* **Stated problem**: Copy the records from their beginning through the line containing "[(770, 532)]", inclusive, replacing "photo" with "image" and leaving everything else unchanged. Leave the pictures out of your answer.

═════ Materials provided ═════

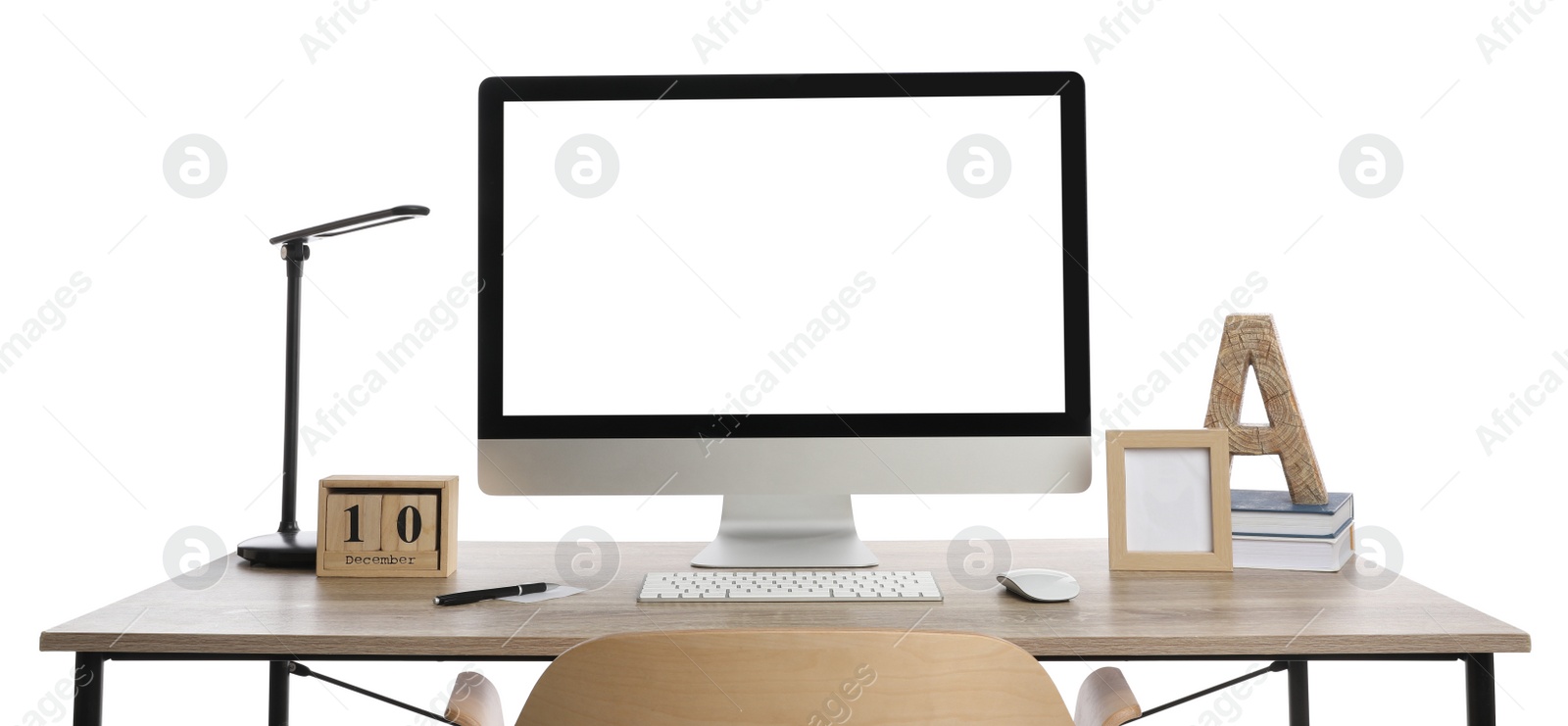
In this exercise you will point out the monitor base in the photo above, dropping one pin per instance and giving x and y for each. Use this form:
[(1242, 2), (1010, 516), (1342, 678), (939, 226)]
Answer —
[(770, 532)]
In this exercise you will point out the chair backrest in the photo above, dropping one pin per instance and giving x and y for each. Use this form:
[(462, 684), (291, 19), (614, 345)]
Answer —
[(814, 678)]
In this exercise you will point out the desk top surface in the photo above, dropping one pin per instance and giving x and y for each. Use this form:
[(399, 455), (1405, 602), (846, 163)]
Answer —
[(256, 610)]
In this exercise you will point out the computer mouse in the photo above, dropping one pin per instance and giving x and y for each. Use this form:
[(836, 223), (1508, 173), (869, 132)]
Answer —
[(1040, 585)]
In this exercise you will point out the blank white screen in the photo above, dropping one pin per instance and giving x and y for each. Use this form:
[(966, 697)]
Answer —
[(783, 256)]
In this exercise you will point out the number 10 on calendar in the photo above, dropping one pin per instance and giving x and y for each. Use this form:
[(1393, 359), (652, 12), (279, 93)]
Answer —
[(388, 527)]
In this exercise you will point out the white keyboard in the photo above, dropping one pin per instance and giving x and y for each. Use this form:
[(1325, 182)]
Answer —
[(791, 585)]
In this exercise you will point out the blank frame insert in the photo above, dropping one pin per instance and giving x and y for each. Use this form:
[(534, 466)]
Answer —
[(1168, 501)]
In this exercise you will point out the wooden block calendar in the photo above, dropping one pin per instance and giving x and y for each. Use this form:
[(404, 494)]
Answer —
[(388, 527)]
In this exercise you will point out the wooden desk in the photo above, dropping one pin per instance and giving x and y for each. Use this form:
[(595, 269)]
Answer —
[(292, 615)]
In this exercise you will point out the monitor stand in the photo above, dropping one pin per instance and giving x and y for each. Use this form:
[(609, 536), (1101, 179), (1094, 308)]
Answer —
[(786, 530)]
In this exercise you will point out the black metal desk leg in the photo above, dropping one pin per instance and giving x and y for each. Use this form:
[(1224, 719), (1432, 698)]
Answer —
[(1300, 704), (1481, 689), (278, 694), (86, 707)]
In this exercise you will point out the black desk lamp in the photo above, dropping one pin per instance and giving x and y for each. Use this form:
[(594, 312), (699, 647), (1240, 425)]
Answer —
[(290, 548)]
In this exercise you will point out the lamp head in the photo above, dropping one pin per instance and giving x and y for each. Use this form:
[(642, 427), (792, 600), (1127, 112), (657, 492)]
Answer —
[(353, 224)]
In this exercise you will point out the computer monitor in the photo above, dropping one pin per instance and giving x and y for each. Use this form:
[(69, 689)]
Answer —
[(783, 289)]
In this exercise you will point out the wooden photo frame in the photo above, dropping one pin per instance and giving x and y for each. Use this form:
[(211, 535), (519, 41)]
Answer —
[(1170, 499)]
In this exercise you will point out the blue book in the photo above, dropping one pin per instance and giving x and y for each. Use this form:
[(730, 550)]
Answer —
[(1270, 513)]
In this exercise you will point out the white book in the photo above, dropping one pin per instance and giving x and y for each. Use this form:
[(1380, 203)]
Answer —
[(1316, 554)]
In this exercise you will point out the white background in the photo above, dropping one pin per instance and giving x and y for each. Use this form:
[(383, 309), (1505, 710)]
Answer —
[(733, 224), (1215, 132)]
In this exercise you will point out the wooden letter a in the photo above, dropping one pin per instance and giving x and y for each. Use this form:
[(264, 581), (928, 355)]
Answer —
[(1251, 341)]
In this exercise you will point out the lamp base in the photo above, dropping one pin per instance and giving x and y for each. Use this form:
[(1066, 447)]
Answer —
[(281, 549)]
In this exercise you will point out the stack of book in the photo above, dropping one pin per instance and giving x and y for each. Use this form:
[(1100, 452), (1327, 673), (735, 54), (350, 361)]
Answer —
[(1270, 532)]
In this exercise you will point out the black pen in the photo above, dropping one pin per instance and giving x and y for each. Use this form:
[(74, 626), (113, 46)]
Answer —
[(490, 595)]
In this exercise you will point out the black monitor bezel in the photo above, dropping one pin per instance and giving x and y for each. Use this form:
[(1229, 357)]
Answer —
[(494, 93)]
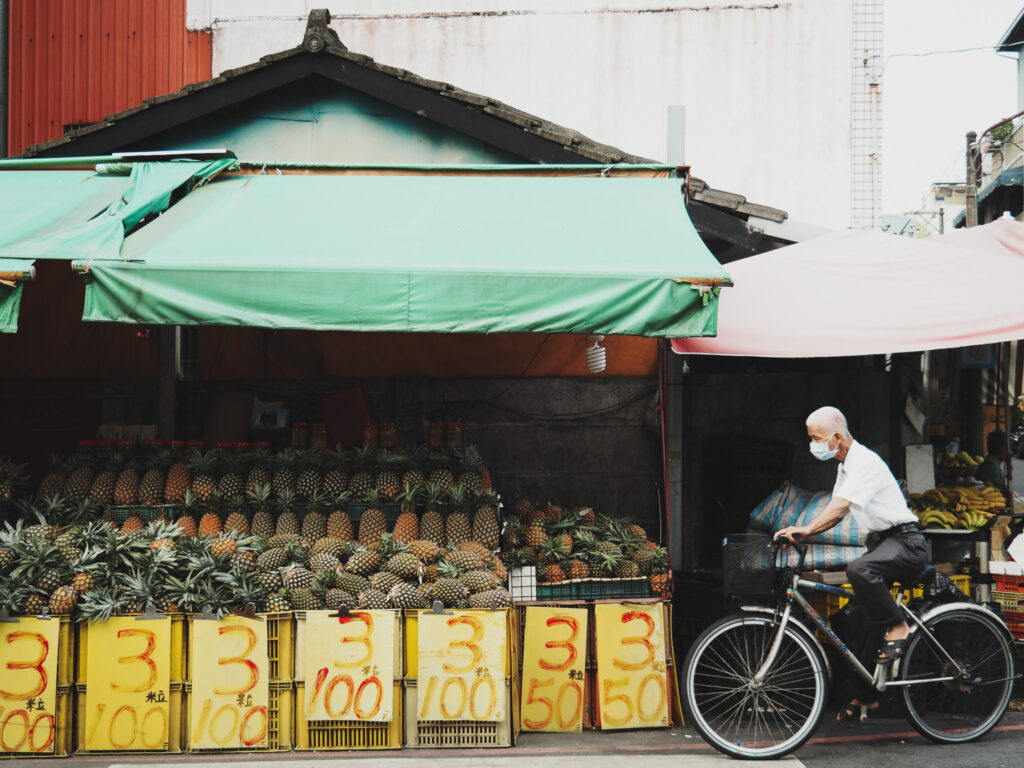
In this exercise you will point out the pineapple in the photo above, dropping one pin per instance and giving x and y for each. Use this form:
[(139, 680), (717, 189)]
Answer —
[(313, 524), (372, 524), (258, 472), (79, 481), (288, 521), (262, 523), (491, 599), (151, 487), (309, 481), (336, 478), (485, 527), (432, 524), (284, 474), (178, 481), (361, 482), (339, 525), (126, 487), (203, 468), (407, 527), (404, 595), (54, 481), (230, 486)]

═════

* **Full answer**:
In this exercise you will point out the monitor base in the image above, dropping one pin per instance and giving x and y for each. Use this form:
[(1242, 2), (1010, 516), (1342, 678), (939, 226)]
Answer —
[(770, 532)]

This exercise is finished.